(Data records)
----------------
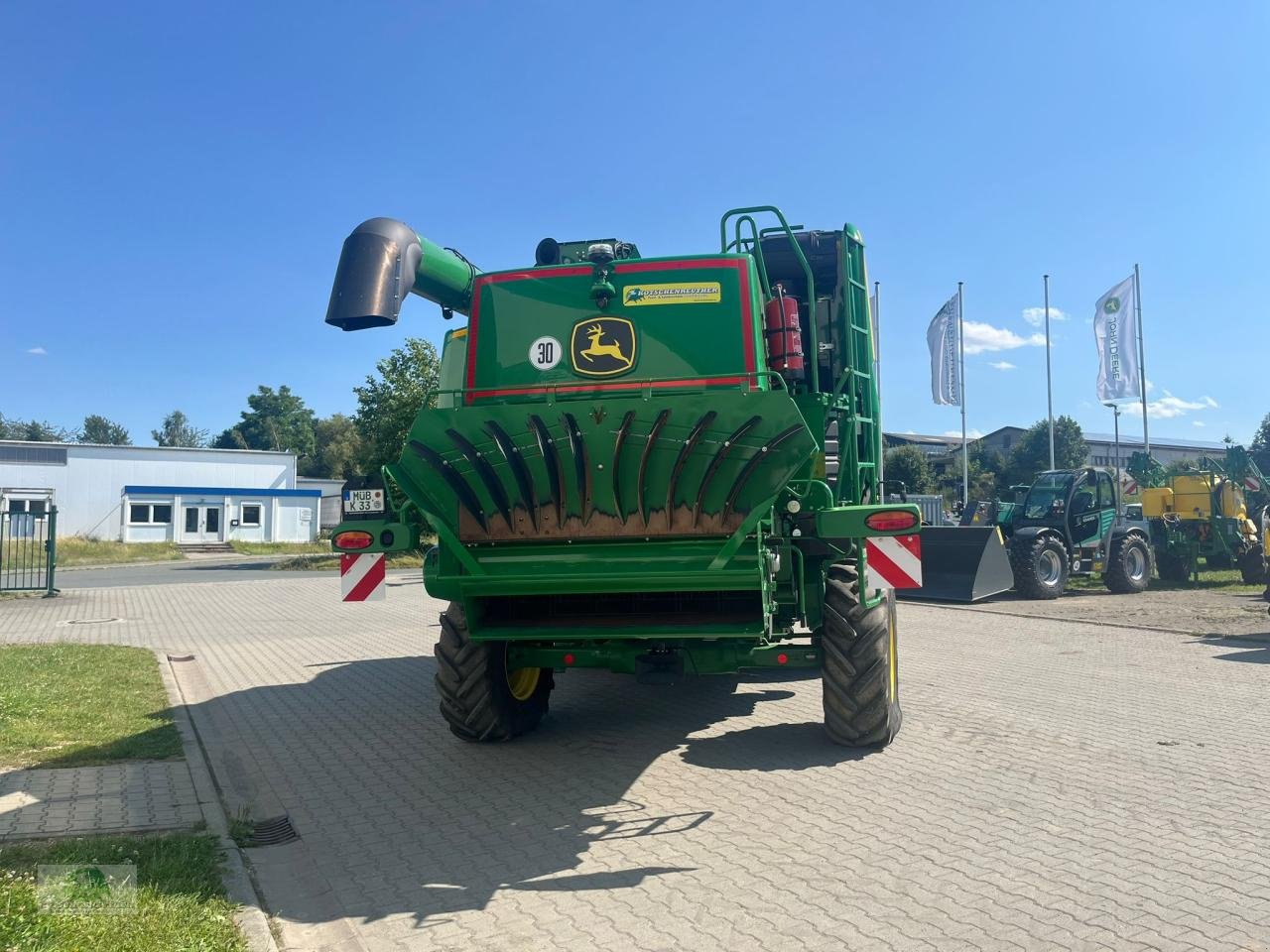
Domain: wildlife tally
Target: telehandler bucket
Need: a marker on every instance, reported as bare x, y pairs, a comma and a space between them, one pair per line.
961, 563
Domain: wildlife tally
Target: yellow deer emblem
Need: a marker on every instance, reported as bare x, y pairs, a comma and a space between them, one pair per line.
608, 349
595, 349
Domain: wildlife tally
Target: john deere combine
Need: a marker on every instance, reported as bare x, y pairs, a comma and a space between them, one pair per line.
626, 466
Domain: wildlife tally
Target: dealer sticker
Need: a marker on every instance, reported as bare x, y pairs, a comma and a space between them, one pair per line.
681, 293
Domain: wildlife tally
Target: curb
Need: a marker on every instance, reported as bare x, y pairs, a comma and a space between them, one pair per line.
250, 918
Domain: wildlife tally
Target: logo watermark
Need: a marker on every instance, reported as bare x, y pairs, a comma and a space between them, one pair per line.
86, 889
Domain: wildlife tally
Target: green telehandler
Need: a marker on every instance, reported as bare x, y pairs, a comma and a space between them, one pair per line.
626, 467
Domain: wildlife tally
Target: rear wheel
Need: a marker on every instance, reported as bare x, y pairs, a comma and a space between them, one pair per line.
861, 664
1252, 565
1173, 567
480, 698
1039, 565
1128, 566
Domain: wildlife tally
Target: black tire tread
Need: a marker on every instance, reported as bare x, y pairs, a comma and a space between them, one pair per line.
471, 685
855, 643
1023, 565
1118, 578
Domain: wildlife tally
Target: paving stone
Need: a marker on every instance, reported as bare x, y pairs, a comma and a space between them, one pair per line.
1056, 784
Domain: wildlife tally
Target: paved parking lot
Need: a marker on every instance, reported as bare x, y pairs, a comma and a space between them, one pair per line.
1057, 784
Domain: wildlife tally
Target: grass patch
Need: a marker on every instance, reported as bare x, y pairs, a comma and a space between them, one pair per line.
1209, 580
180, 900
278, 547
329, 560
80, 549
82, 705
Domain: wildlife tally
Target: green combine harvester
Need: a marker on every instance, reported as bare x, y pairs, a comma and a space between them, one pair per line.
626, 467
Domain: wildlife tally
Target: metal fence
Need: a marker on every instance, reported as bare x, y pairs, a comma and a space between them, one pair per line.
28, 551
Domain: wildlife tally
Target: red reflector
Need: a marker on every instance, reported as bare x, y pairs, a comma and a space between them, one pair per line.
353, 539
890, 521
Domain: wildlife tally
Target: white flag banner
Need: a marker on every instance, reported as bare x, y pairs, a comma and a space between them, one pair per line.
1115, 331
943, 336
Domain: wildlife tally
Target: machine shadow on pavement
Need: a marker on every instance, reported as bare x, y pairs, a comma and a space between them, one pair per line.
379, 789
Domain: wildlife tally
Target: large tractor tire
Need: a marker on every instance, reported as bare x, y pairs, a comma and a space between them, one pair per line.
1171, 567
1128, 566
861, 665
1252, 565
479, 697
1039, 565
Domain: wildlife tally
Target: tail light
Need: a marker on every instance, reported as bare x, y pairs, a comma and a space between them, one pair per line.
890, 521
353, 539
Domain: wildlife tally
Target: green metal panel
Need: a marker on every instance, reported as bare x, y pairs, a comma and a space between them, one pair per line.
675, 334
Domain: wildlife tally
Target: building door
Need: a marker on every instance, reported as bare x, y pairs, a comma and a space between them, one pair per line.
202, 524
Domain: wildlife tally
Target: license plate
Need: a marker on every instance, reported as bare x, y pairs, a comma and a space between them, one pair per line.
363, 500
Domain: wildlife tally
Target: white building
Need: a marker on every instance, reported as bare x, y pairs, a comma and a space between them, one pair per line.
157, 494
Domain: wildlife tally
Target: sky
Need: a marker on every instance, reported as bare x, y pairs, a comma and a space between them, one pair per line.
177, 180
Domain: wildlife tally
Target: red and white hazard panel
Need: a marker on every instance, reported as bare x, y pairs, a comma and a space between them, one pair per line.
361, 576
894, 561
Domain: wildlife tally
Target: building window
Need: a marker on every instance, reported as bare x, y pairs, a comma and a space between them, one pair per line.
55, 456
149, 513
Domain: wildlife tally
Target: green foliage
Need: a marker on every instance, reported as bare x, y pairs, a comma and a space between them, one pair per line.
1032, 452
336, 449
912, 467
177, 430
37, 430
181, 901
98, 429
275, 420
80, 705
390, 400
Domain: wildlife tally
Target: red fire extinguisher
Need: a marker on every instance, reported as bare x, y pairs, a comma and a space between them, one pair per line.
784, 335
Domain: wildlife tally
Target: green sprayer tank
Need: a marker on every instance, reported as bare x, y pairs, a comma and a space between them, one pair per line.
657, 466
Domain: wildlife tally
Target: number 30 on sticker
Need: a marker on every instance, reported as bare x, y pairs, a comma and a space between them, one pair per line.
545, 353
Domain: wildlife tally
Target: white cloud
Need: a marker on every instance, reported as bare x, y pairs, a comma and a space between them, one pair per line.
1170, 407
1035, 316
982, 338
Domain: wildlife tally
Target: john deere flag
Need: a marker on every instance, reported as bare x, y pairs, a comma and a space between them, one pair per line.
943, 338
1115, 330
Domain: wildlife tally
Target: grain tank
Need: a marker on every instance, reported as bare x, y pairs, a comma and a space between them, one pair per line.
662, 466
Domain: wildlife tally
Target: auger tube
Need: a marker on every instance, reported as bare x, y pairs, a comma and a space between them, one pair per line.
382, 262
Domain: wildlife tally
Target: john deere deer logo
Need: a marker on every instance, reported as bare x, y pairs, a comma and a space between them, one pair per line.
602, 347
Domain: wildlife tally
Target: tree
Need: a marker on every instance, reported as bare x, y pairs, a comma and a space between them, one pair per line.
1260, 445
177, 430
1032, 452
98, 429
336, 449
911, 466
275, 420
35, 430
388, 404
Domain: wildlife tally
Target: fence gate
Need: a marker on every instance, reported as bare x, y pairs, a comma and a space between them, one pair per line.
28, 551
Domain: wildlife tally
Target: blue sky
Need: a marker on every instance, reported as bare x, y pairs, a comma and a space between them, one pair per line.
176, 182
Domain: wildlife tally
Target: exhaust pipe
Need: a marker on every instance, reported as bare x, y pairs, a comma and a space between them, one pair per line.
382, 262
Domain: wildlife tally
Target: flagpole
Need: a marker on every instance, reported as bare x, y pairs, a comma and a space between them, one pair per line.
1115, 411
1049, 385
881, 439
1142, 357
960, 347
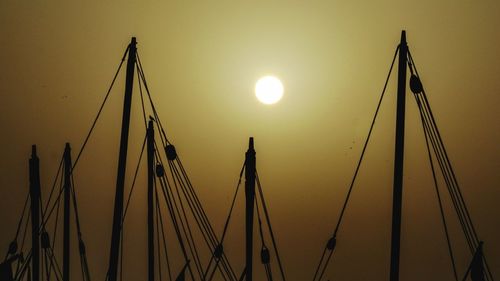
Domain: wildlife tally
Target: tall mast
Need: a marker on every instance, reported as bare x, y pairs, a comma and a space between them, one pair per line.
398, 160
122, 163
151, 178
250, 200
67, 210
34, 167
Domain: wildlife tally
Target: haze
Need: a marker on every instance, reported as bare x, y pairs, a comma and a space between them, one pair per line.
202, 59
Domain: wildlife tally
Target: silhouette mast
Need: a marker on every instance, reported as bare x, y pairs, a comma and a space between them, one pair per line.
250, 163
34, 168
122, 163
151, 178
66, 218
398, 160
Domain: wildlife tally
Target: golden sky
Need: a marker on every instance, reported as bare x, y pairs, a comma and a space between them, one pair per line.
202, 59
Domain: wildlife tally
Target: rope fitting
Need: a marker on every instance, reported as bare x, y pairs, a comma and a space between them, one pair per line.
12, 247
415, 84
170, 151
45, 239
332, 242
264, 255
160, 171
219, 250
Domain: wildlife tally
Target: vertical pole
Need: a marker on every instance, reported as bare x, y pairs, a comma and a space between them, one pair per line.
151, 178
398, 160
250, 201
67, 210
122, 164
34, 166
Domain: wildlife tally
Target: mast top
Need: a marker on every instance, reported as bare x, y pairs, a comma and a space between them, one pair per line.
403, 36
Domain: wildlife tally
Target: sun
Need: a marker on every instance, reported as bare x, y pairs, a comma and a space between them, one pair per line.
269, 90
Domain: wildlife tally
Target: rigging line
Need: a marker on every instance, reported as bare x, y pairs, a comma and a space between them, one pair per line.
211, 241
100, 109
446, 157
260, 224
142, 98
21, 269
444, 166
45, 216
263, 243
189, 234
164, 182
462, 210
225, 262
198, 211
56, 266
162, 135
448, 241
54, 185
321, 262
271, 232
351, 186
160, 217
461, 203
192, 205
366, 143
54, 239
449, 186
81, 244
226, 224
489, 275
330, 254
25, 230
438, 149
157, 227
135, 177
22, 217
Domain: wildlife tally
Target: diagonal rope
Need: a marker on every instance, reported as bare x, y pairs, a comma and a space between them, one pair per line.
320, 270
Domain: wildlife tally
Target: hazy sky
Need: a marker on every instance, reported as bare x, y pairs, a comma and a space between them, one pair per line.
202, 59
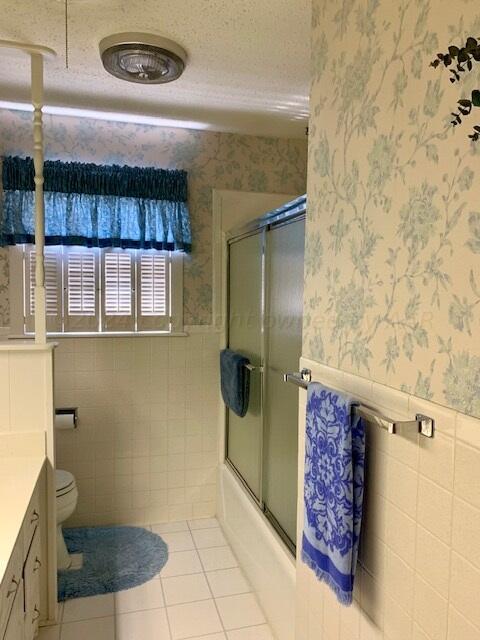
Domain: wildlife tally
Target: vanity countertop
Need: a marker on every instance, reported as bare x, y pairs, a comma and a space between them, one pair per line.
18, 477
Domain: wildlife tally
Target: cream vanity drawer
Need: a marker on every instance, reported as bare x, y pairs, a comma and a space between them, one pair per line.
15, 626
11, 584
31, 521
31, 582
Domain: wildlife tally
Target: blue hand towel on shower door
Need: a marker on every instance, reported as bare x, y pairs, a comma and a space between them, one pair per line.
235, 381
334, 477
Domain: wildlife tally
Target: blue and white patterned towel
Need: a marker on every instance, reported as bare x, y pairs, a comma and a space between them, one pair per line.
334, 475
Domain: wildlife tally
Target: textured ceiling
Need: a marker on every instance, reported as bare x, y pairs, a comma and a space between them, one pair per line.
247, 71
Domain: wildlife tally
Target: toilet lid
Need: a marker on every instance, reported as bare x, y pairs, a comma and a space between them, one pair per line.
64, 482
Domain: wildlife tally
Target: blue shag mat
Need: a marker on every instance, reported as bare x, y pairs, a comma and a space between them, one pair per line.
114, 558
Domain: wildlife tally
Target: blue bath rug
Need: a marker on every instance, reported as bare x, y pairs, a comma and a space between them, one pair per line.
114, 558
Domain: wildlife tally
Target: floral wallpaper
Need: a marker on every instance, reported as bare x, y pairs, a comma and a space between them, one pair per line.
393, 234
213, 160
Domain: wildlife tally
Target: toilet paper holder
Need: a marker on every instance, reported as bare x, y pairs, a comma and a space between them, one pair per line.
68, 411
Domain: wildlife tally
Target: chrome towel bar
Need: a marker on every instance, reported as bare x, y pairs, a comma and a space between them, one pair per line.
422, 424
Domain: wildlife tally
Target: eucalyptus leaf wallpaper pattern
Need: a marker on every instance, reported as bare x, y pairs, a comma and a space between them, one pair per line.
213, 160
393, 233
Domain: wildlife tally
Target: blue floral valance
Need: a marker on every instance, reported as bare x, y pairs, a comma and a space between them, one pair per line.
97, 206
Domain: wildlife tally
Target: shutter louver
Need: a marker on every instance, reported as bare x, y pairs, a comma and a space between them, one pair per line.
118, 299
154, 284
53, 289
81, 274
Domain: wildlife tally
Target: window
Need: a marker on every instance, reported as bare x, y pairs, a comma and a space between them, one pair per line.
99, 290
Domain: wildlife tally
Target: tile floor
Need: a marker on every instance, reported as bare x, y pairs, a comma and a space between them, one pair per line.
200, 594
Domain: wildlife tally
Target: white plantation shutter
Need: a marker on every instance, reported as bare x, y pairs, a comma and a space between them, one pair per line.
118, 290
81, 289
53, 287
93, 290
153, 291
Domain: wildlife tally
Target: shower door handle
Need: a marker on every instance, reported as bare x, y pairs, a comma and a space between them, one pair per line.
252, 367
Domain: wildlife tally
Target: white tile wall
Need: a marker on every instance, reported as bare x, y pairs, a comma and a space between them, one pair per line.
146, 447
419, 572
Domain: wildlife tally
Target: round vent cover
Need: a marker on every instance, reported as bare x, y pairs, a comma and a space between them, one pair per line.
142, 57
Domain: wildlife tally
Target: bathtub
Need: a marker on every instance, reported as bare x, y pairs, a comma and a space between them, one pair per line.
266, 562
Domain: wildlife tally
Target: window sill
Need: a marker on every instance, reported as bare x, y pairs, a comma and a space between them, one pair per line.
106, 334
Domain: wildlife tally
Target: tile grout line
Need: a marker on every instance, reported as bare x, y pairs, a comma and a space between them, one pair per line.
165, 606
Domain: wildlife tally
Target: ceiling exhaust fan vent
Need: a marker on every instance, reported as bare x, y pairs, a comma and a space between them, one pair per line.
142, 57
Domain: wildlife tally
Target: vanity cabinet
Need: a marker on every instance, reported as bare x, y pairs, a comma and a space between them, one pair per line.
20, 589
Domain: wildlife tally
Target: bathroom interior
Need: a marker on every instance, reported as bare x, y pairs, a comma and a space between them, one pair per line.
239, 320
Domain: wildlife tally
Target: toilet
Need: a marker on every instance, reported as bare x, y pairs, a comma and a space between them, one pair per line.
67, 496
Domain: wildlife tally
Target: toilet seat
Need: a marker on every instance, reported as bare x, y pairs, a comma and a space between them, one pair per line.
64, 482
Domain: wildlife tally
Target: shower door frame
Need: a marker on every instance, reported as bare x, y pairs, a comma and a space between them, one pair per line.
279, 217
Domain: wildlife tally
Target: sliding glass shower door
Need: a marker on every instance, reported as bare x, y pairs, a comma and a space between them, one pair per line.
245, 336
265, 294
284, 314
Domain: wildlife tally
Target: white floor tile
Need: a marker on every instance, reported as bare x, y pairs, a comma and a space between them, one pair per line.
203, 523
142, 625
178, 541
217, 558
97, 629
183, 589
49, 633
88, 608
181, 563
146, 596
206, 538
193, 619
240, 611
227, 582
170, 527
251, 633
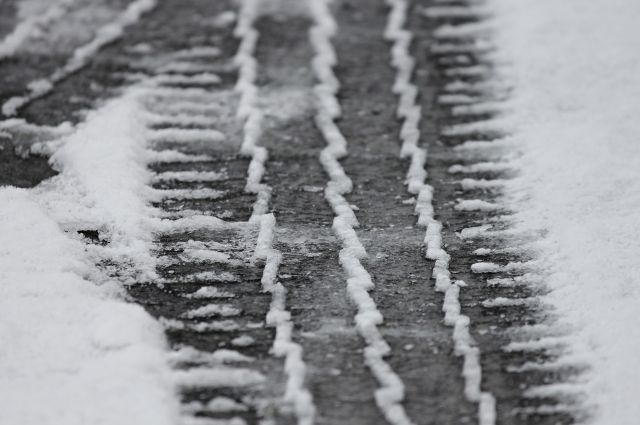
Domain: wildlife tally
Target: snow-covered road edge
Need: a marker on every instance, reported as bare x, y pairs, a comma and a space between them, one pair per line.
575, 68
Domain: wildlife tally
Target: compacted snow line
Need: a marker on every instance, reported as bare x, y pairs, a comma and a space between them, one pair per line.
390, 395
81, 56
410, 112
10, 44
296, 392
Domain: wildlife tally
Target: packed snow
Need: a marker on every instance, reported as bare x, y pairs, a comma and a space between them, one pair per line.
575, 67
75, 346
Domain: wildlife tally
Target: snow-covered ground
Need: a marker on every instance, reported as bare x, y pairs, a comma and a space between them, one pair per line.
575, 67
72, 346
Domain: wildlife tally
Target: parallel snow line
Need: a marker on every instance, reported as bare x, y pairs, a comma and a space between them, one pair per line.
390, 394
81, 56
409, 111
10, 44
296, 392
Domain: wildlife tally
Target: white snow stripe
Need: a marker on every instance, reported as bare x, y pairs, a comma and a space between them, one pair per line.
449, 12
217, 377
390, 394
204, 78
186, 135
186, 67
27, 28
187, 354
210, 310
199, 52
416, 176
190, 176
81, 56
296, 392
181, 194
201, 327
181, 119
203, 420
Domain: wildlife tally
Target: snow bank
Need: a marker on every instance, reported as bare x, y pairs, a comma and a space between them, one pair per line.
72, 354
103, 183
576, 70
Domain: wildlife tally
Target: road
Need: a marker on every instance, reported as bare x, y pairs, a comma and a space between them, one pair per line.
295, 280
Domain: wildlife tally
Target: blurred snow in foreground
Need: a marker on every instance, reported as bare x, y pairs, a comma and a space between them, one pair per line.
576, 70
74, 352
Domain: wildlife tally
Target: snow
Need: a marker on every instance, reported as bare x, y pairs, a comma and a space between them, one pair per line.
31, 25
575, 67
278, 317
209, 310
81, 55
416, 176
64, 335
390, 393
103, 183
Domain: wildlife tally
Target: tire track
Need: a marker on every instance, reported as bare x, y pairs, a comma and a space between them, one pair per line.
410, 112
390, 393
342, 387
522, 349
80, 57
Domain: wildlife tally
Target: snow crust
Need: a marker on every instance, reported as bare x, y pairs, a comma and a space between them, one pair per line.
31, 25
575, 67
278, 317
410, 112
71, 348
81, 55
390, 394
103, 184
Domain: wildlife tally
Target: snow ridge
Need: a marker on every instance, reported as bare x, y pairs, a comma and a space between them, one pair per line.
390, 395
410, 112
25, 29
296, 393
81, 56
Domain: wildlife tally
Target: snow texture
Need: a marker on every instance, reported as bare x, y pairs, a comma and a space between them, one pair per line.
410, 112
278, 317
81, 56
390, 394
575, 67
72, 348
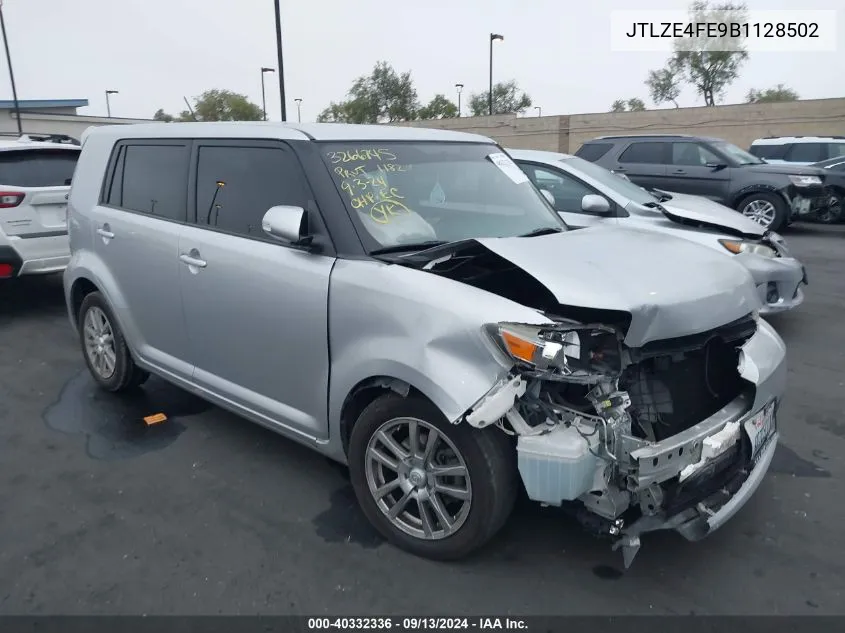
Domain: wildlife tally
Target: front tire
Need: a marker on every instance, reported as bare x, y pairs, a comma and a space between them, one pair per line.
432, 488
767, 209
104, 347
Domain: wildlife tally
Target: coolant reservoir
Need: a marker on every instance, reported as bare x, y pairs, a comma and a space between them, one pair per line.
557, 466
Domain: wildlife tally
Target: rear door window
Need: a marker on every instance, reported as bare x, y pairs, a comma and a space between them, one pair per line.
644, 152
834, 150
769, 152
593, 151
151, 178
37, 167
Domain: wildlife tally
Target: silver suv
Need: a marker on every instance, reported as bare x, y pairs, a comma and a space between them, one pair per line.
406, 302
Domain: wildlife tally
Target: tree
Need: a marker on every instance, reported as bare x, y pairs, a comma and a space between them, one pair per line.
507, 99
664, 84
633, 104
382, 96
710, 65
771, 95
224, 105
438, 108
216, 105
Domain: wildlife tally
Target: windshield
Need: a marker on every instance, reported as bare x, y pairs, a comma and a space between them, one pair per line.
----------------
*What is needed*
List every line in the data records above that contains the string "rope".

*Answer to the problem*
Target: rope fitting
Target: diagonal rope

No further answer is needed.